Collection entries:
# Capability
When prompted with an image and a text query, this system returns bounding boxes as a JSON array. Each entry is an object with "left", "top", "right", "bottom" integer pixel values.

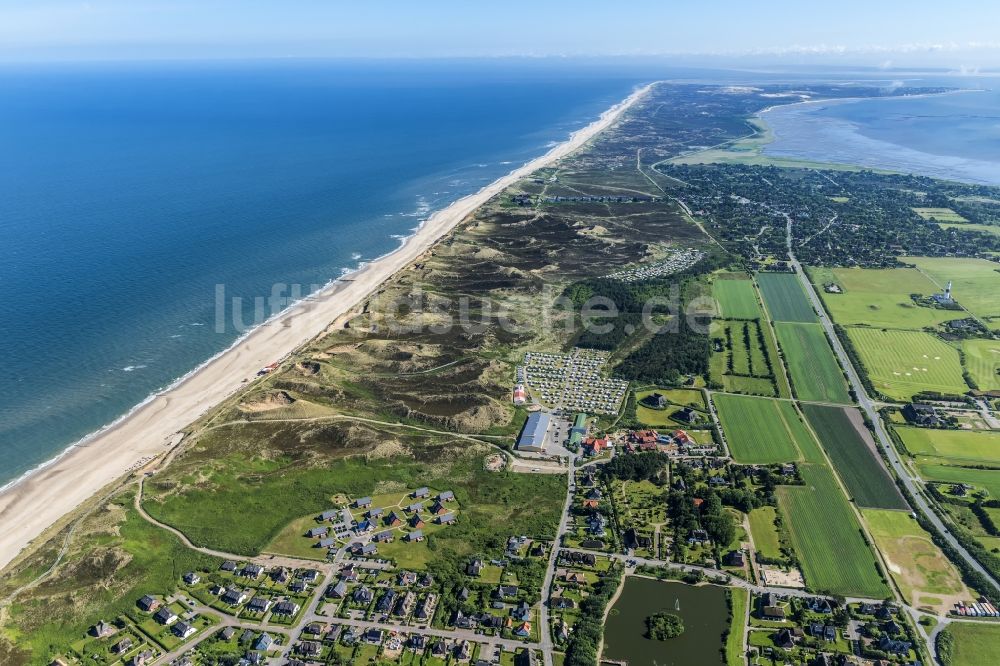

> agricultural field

[
  {"left": 808, "top": 266, "right": 955, "bottom": 329},
  {"left": 709, "top": 319, "right": 777, "bottom": 397},
  {"left": 897, "top": 426, "right": 1000, "bottom": 466},
  {"left": 713, "top": 394, "right": 817, "bottom": 464},
  {"left": 962, "top": 338, "right": 1000, "bottom": 391},
  {"left": 902, "top": 256, "right": 1000, "bottom": 325},
  {"left": 802, "top": 404, "right": 906, "bottom": 509},
  {"left": 862, "top": 509, "right": 971, "bottom": 614},
  {"left": 939, "top": 621, "right": 1000, "bottom": 666},
  {"left": 916, "top": 463, "right": 1000, "bottom": 499},
  {"left": 773, "top": 322, "right": 851, "bottom": 404},
  {"left": 712, "top": 274, "right": 764, "bottom": 319},
  {"left": 747, "top": 506, "right": 784, "bottom": 562},
  {"left": 912, "top": 207, "right": 968, "bottom": 222},
  {"left": 846, "top": 328, "right": 968, "bottom": 400},
  {"left": 775, "top": 465, "right": 890, "bottom": 598},
  {"left": 756, "top": 272, "right": 818, "bottom": 323},
  {"left": 938, "top": 222, "right": 1000, "bottom": 237}
]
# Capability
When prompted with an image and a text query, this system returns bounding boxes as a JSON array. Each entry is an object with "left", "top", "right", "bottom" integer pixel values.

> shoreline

[{"left": 0, "top": 82, "right": 652, "bottom": 573}]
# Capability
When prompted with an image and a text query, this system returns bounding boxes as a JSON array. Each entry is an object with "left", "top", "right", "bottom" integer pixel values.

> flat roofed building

[{"left": 517, "top": 412, "right": 550, "bottom": 452}]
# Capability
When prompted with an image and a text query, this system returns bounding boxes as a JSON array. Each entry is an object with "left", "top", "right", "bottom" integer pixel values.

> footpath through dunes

[
  {"left": 756, "top": 272, "right": 818, "bottom": 323},
  {"left": 776, "top": 464, "right": 892, "bottom": 599},
  {"left": 801, "top": 404, "right": 907, "bottom": 510},
  {"left": 713, "top": 393, "right": 822, "bottom": 464}
]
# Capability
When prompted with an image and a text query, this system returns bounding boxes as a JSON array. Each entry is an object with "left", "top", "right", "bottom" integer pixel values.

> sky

[{"left": 1, "top": 0, "right": 999, "bottom": 68}]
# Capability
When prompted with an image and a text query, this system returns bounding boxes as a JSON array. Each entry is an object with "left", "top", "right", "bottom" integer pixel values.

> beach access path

[{"left": 0, "top": 83, "right": 653, "bottom": 573}]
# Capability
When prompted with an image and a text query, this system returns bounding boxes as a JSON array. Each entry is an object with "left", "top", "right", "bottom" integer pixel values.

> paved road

[
  {"left": 785, "top": 215, "right": 1000, "bottom": 593},
  {"left": 538, "top": 459, "right": 578, "bottom": 666}
]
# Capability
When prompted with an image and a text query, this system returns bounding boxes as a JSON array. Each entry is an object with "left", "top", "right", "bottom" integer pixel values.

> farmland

[
  {"left": 938, "top": 222, "right": 1000, "bottom": 237},
  {"left": 916, "top": 463, "right": 1000, "bottom": 499},
  {"left": 962, "top": 338, "right": 1000, "bottom": 391},
  {"left": 939, "top": 619, "right": 1000, "bottom": 666},
  {"left": 802, "top": 404, "right": 906, "bottom": 510},
  {"left": 709, "top": 319, "right": 777, "bottom": 397},
  {"left": 713, "top": 394, "right": 816, "bottom": 464},
  {"left": 863, "top": 509, "right": 971, "bottom": 613},
  {"left": 897, "top": 426, "right": 1000, "bottom": 466},
  {"left": 712, "top": 274, "right": 764, "bottom": 319},
  {"left": 912, "top": 207, "right": 968, "bottom": 222},
  {"left": 776, "top": 465, "right": 890, "bottom": 598},
  {"left": 773, "top": 322, "right": 851, "bottom": 404},
  {"left": 845, "top": 328, "right": 968, "bottom": 400},
  {"left": 756, "top": 272, "right": 818, "bottom": 323},
  {"left": 747, "top": 506, "right": 784, "bottom": 562},
  {"left": 809, "top": 266, "right": 955, "bottom": 329},
  {"left": 902, "top": 256, "right": 1000, "bottom": 325}
]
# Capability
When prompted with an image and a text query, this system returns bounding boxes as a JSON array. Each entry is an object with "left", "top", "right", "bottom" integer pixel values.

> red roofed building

[
  {"left": 583, "top": 437, "right": 609, "bottom": 457},
  {"left": 673, "top": 429, "right": 693, "bottom": 445},
  {"left": 512, "top": 385, "right": 527, "bottom": 406},
  {"left": 692, "top": 498, "right": 704, "bottom": 509}
]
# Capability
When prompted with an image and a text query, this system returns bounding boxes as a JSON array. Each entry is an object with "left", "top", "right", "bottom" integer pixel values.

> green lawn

[
  {"left": 809, "top": 266, "right": 954, "bottom": 329},
  {"left": 962, "top": 338, "right": 1000, "bottom": 391},
  {"left": 756, "top": 272, "right": 818, "bottom": 323},
  {"left": 862, "top": 509, "right": 969, "bottom": 612},
  {"left": 916, "top": 463, "right": 1000, "bottom": 498},
  {"left": 776, "top": 464, "right": 890, "bottom": 598},
  {"left": 902, "top": 256, "right": 1000, "bottom": 324},
  {"left": 713, "top": 275, "right": 764, "bottom": 320},
  {"left": 726, "top": 587, "right": 749, "bottom": 666},
  {"left": 897, "top": 427, "right": 1000, "bottom": 466},
  {"left": 802, "top": 404, "right": 906, "bottom": 509},
  {"left": 938, "top": 222, "right": 1000, "bottom": 237},
  {"left": 846, "top": 327, "right": 968, "bottom": 400},
  {"left": 773, "top": 322, "right": 851, "bottom": 404},
  {"left": 747, "top": 507, "right": 783, "bottom": 561},
  {"left": 714, "top": 394, "right": 816, "bottom": 464},
  {"left": 912, "top": 207, "right": 968, "bottom": 222},
  {"left": 940, "top": 621, "right": 1000, "bottom": 666}
]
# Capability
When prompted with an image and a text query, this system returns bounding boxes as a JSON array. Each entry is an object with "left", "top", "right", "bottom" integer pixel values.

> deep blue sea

[
  {"left": 761, "top": 79, "right": 1000, "bottom": 184},
  {"left": 0, "top": 60, "right": 650, "bottom": 486}
]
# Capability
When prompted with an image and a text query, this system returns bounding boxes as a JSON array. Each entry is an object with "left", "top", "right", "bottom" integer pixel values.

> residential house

[
  {"left": 220, "top": 560, "right": 238, "bottom": 572},
  {"left": 153, "top": 607, "right": 178, "bottom": 626},
  {"left": 91, "top": 621, "right": 117, "bottom": 638},
  {"left": 376, "top": 589, "right": 397, "bottom": 614},
  {"left": 246, "top": 596, "right": 272, "bottom": 614},
  {"left": 328, "top": 580, "right": 348, "bottom": 598},
  {"left": 373, "top": 530, "right": 395, "bottom": 543},
  {"left": 395, "top": 591, "right": 417, "bottom": 617},
  {"left": 222, "top": 589, "right": 248, "bottom": 606},
  {"left": 137, "top": 595, "right": 160, "bottom": 613},
  {"left": 182, "top": 572, "right": 200, "bottom": 585},
  {"left": 319, "top": 509, "right": 340, "bottom": 521},
  {"left": 437, "top": 512, "right": 456, "bottom": 525},
  {"left": 172, "top": 622, "right": 196, "bottom": 640},
  {"left": 407, "top": 502, "right": 424, "bottom": 513},
  {"left": 438, "top": 490, "right": 455, "bottom": 502},
  {"left": 355, "top": 497, "right": 372, "bottom": 509},
  {"left": 415, "top": 593, "right": 437, "bottom": 620},
  {"left": 365, "top": 628, "right": 383, "bottom": 644},
  {"left": 399, "top": 571, "right": 418, "bottom": 585},
  {"left": 413, "top": 487, "right": 430, "bottom": 499},
  {"left": 241, "top": 564, "right": 264, "bottom": 579},
  {"left": 254, "top": 632, "right": 274, "bottom": 652},
  {"left": 409, "top": 514, "right": 426, "bottom": 529},
  {"left": 386, "top": 511, "right": 404, "bottom": 527},
  {"left": 273, "top": 601, "right": 300, "bottom": 617},
  {"left": 354, "top": 586, "right": 373, "bottom": 604},
  {"left": 514, "top": 622, "right": 531, "bottom": 638},
  {"left": 307, "top": 527, "right": 329, "bottom": 539},
  {"left": 467, "top": 558, "right": 484, "bottom": 576},
  {"left": 406, "top": 529, "right": 424, "bottom": 542}
]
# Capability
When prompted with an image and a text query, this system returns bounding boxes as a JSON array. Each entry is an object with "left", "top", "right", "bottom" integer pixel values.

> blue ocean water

[
  {"left": 760, "top": 80, "right": 1000, "bottom": 184},
  {"left": 0, "top": 60, "right": 647, "bottom": 486}
]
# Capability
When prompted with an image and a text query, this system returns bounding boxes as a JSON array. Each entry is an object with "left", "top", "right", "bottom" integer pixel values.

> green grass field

[
  {"left": 902, "top": 256, "right": 1000, "bottom": 324},
  {"left": 726, "top": 587, "right": 749, "bottom": 666},
  {"left": 938, "top": 222, "right": 1000, "bottom": 237},
  {"left": 912, "top": 207, "right": 968, "bottom": 222},
  {"left": 756, "top": 272, "right": 818, "bottom": 323},
  {"left": 916, "top": 463, "right": 1000, "bottom": 498},
  {"left": 714, "top": 394, "right": 816, "bottom": 464},
  {"left": 776, "top": 465, "right": 890, "bottom": 598},
  {"left": 940, "top": 621, "right": 1000, "bottom": 666},
  {"left": 773, "top": 323, "right": 851, "bottom": 404},
  {"left": 713, "top": 275, "right": 764, "bottom": 319},
  {"left": 846, "top": 328, "right": 968, "bottom": 400},
  {"left": 897, "top": 427, "right": 1000, "bottom": 466},
  {"left": 809, "top": 266, "right": 955, "bottom": 329},
  {"left": 747, "top": 506, "right": 783, "bottom": 561},
  {"left": 962, "top": 338, "right": 1000, "bottom": 391},
  {"left": 709, "top": 319, "right": 777, "bottom": 397},
  {"left": 802, "top": 404, "right": 906, "bottom": 509},
  {"left": 863, "top": 509, "right": 970, "bottom": 612}
]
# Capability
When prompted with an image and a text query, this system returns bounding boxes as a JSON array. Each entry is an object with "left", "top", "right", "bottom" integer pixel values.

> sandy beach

[{"left": 0, "top": 83, "right": 651, "bottom": 572}]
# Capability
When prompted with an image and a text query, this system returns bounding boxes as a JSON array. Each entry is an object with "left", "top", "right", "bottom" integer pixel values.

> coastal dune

[{"left": 0, "top": 83, "right": 652, "bottom": 572}]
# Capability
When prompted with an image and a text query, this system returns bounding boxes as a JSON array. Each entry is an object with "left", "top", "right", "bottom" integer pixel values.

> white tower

[{"left": 945, "top": 281, "right": 953, "bottom": 299}]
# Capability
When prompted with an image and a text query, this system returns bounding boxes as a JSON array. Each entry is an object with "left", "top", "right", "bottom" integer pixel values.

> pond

[{"left": 602, "top": 577, "right": 729, "bottom": 666}]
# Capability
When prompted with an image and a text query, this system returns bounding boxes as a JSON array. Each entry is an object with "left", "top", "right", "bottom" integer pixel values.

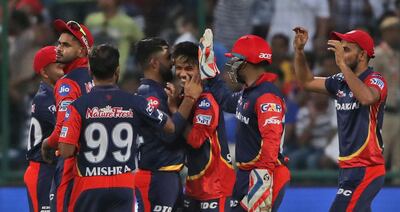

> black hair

[
  {"left": 89, "top": 44, "right": 120, "bottom": 80},
  {"left": 172, "top": 41, "right": 198, "bottom": 65},
  {"left": 134, "top": 38, "right": 169, "bottom": 68}
]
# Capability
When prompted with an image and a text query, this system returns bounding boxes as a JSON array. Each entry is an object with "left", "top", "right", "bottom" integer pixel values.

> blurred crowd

[{"left": 1, "top": 0, "right": 400, "bottom": 180}]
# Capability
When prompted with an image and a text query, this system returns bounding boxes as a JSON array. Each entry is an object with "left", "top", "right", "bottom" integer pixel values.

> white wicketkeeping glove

[
  {"left": 198, "top": 28, "right": 220, "bottom": 80},
  {"left": 241, "top": 169, "right": 273, "bottom": 212}
]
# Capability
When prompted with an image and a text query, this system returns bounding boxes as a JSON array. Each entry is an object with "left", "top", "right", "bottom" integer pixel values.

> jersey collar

[
  {"left": 92, "top": 85, "right": 119, "bottom": 91},
  {"left": 63, "top": 57, "right": 88, "bottom": 74},
  {"left": 246, "top": 72, "right": 278, "bottom": 89}
]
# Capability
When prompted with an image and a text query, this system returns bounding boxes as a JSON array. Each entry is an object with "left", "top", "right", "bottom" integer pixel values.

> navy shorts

[
  {"left": 24, "top": 161, "right": 56, "bottom": 212},
  {"left": 330, "top": 165, "right": 385, "bottom": 212},
  {"left": 135, "top": 170, "right": 183, "bottom": 212}
]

## YOUR ASSIGNMENT:
Beginning at the line with "white wicketkeeping glove" and ending at the last line of the entries, print every line exactly.

## SOLUTION:
> white wicketkeeping glove

[
  {"left": 198, "top": 28, "right": 220, "bottom": 80},
  {"left": 241, "top": 169, "right": 273, "bottom": 212}
]
# Capability
When prompted with an image and a text query, this system returns bounding boxes as a JSON array. Each entry is an object with "left", "top", "right", "bottom" integer pixel values.

> jersey collar

[
  {"left": 92, "top": 85, "right": 119, "bottom": 91},
  {"left": 63, "top": 57, "right": 88, "bottom": 74},
  {"left": 246, "top": 72, "right": 278, "bottom": 89}
]
# Capability
When prompted with an image and a text query, this system returns bounding boxes as a JSON array. Each entry is an object with "left", "top", "right", "bottom" integer pixel values.

> navy shorts

[
  {"left": 24, "top": 161, "right": 56, "bottom": 212},
  {"left": 330, "top": 165, "right": 385, "bottom": 212},
  {"left": 135, "top": 170, "right": 183, "bottom": 212}
]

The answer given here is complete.